Saved data entries
--------------------------------------------------
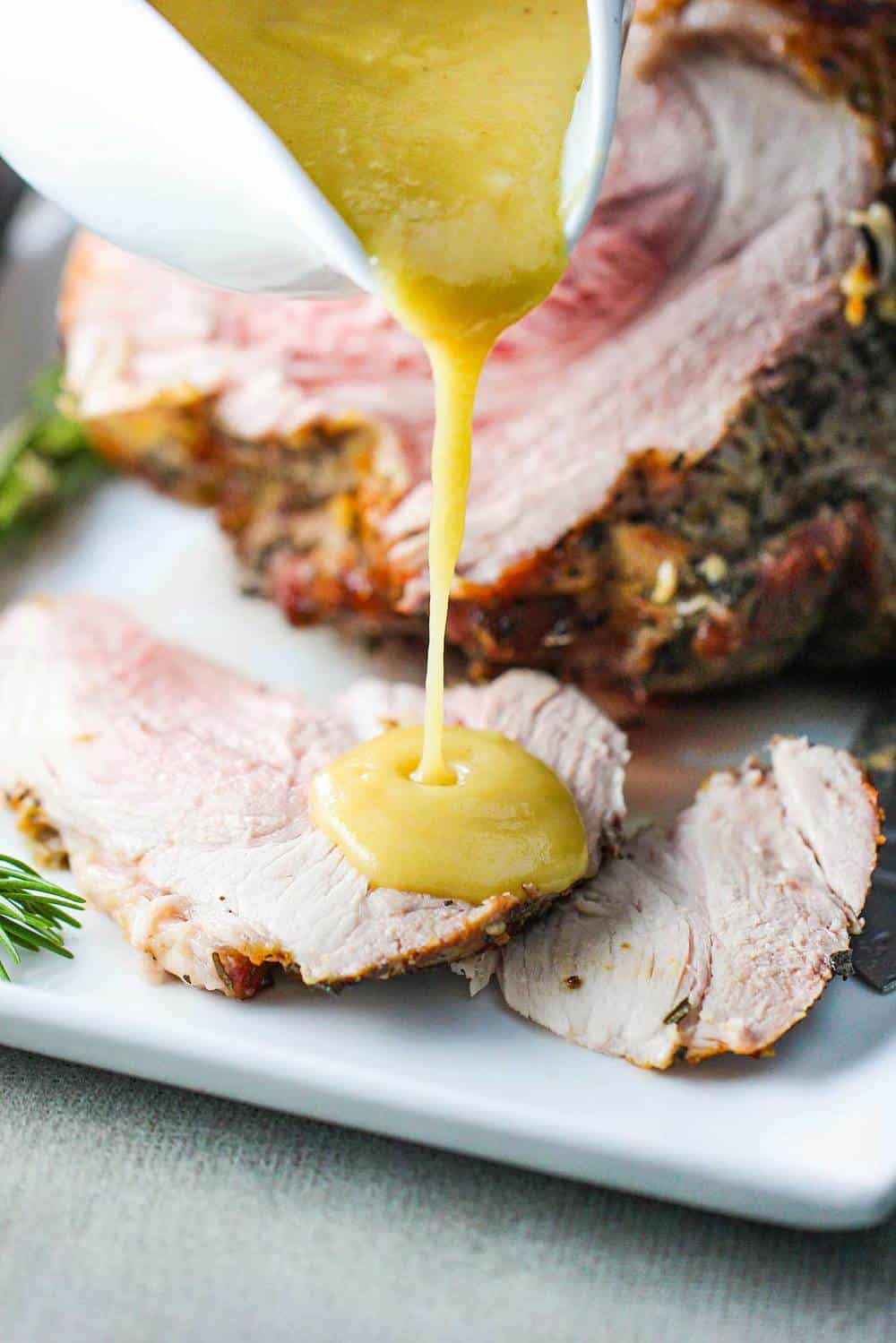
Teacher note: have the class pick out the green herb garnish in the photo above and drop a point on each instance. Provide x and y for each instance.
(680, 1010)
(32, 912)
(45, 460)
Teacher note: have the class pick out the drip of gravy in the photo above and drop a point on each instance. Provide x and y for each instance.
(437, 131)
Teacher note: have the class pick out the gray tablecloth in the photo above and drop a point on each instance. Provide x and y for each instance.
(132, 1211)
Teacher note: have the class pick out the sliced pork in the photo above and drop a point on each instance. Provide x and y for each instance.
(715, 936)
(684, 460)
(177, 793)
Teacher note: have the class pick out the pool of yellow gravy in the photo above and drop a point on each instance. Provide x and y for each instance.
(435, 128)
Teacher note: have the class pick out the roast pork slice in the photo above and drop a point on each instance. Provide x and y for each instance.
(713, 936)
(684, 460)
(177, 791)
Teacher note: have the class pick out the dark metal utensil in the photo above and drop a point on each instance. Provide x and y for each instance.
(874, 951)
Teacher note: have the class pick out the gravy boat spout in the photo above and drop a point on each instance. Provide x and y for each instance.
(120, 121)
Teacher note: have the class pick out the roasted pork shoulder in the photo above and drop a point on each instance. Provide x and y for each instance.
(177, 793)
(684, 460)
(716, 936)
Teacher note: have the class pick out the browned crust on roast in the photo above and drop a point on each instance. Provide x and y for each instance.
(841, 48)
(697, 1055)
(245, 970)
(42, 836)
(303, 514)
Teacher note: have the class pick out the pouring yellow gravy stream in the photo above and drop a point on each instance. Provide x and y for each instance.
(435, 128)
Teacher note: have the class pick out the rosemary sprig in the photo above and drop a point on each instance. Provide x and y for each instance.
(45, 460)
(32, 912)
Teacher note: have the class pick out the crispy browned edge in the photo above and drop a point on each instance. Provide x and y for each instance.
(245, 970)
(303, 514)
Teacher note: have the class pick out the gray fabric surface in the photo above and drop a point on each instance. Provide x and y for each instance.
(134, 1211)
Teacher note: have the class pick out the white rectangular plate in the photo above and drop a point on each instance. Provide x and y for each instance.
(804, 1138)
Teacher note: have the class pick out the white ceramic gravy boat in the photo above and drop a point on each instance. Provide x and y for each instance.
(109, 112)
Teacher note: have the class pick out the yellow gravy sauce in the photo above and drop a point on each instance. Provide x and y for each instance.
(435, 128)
--------------------------------------------------
YOUR INSTRUCTIONS: Please set the data above down exactly, with the pictures removed.

RESULT OF THE TASK:
Teacher note: have the class pick out the green herb garnish in the photo above and drop a point on each instance. Provide x and y for each instance.
(680, 1010)
(32, 912)
(45, 460)
Teacher note: have the class pick out the drip of gravy in the photo above and drop a point on each instance. Provide x and y for each instance.
(437, 131)
Teacher note: have the class pick out the gray tablecloth in the photo above and drop a point on each instance. Provide x and y for each instance.
(132, 1211)
Teacher note: have the class pick out the sliced pork in the photo above and drop a point on each instance. Provide x and y for each instance.
(715, 936)
(684, 460)
(177, 793)
Teacher note: have the class pick out the pool of yellow gravy in the photo above and drop a point on each instance. Provide x and y for each instance.
(435, 128)
Teacher note: have the class pick out the roast pork slice in the photo above and drop a point on each instance. Provide x and y for each instance.
(713, 936)
(684, 460)
(177, 791)
Teacher note: have the class pick out the dark metal utensil in the photo above and drop a point on each instance. Provide x and y for each instance.
(874, 951)
Teacher note: have the class pick out the gravy boat spout in the photo above and drop a point on each instance. Provide x and y for each instance.
(120, 121)
Teacher note: have the class pick out the roasted pork shoulder in the photo above and drop a point on each instance. Provide x and y for each instance.
(177, 793)
(684, 460)
(716, 936)
Teacher note: have the class pick out the browned crust on roast in the photo above and drop a point on each instance. Provide x and y for each instance.
(841, 48)
(697, 1055)
(245, 970)
(42, 836)
(303, 514)
Teacher note: have the class pick out the pouring yellow gravy stream in the photo above and drop a point on each instance. Provide x and y for each instance.
(435, 128)
Teacher note: have the class pick out the rosemary sprig in the photo above and drop a point on each instance. Provide x and y for each instance.
(45, 460)
(32, 912)
Teacher note: have the class pick out the crispy browned edge in the photo above and drop a point on each instance. Provide x and y for each instance.
(245, 970)
(303, 514)
Teacher note: have the class pick out the gray fabric surface in the photo above and drop a point on each instance. Provide x and y for each instance.
(134, 1211)
Teacher note: have the class pick out the white rectangular plate in the photo above and drop a point on each instance. Provide x and y for each instance.
(804, 1138)
Teacher note: have the class pick out the white ceramic gravy boat in the photo above and drop a point on each instance. Provide x and y for each instance.
(109, 112)
Teacher note: have the class pick out the yellow gravy sauce in the photo above and drop a point on each instance. Provide x and y for each instance.
(435, 128)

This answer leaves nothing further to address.